(Excerpts from a location annotation dataset)
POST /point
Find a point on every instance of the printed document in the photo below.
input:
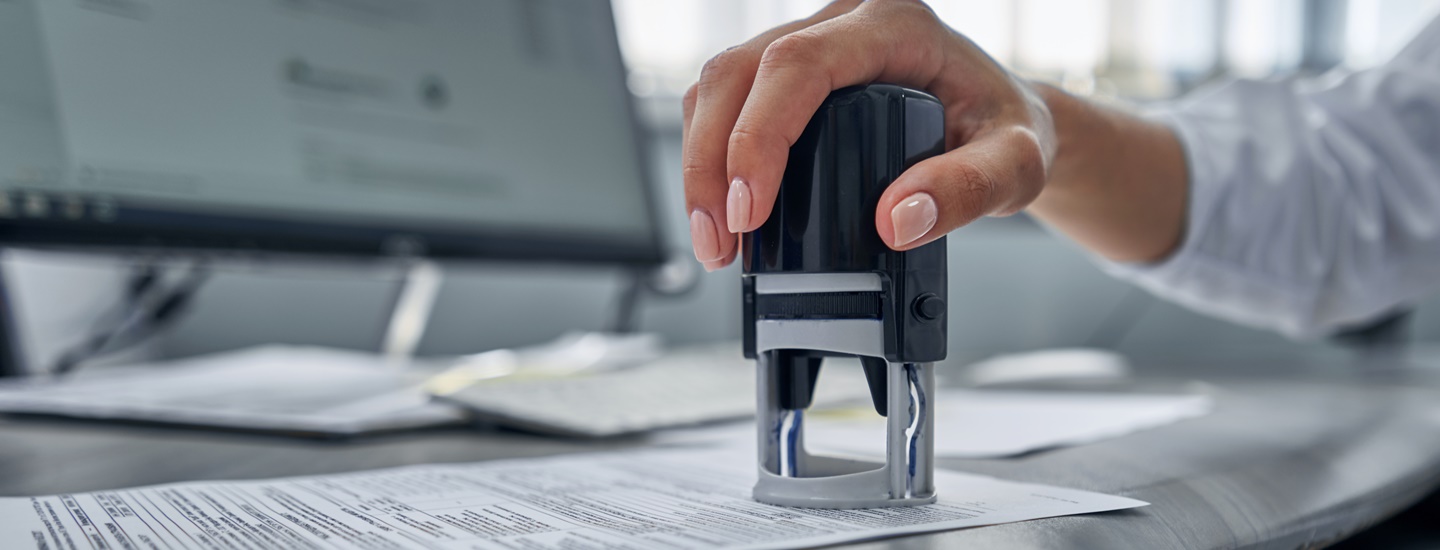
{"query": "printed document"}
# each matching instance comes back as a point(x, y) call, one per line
point(306, 390)
point(994, 424)
point(677, 498)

• [STATED TASK] Copy every line of the entries above word for word, omitting the pictures.

• [EXERCISE ANSWER]
POST /point
Find a point on every instance of the printed document in the photo below.
input:
{"query": "printed document"}
# each matching instance comes back as a point(x, y) call, one per line
point(306, 390)
point(994, 424)
point(677, 498)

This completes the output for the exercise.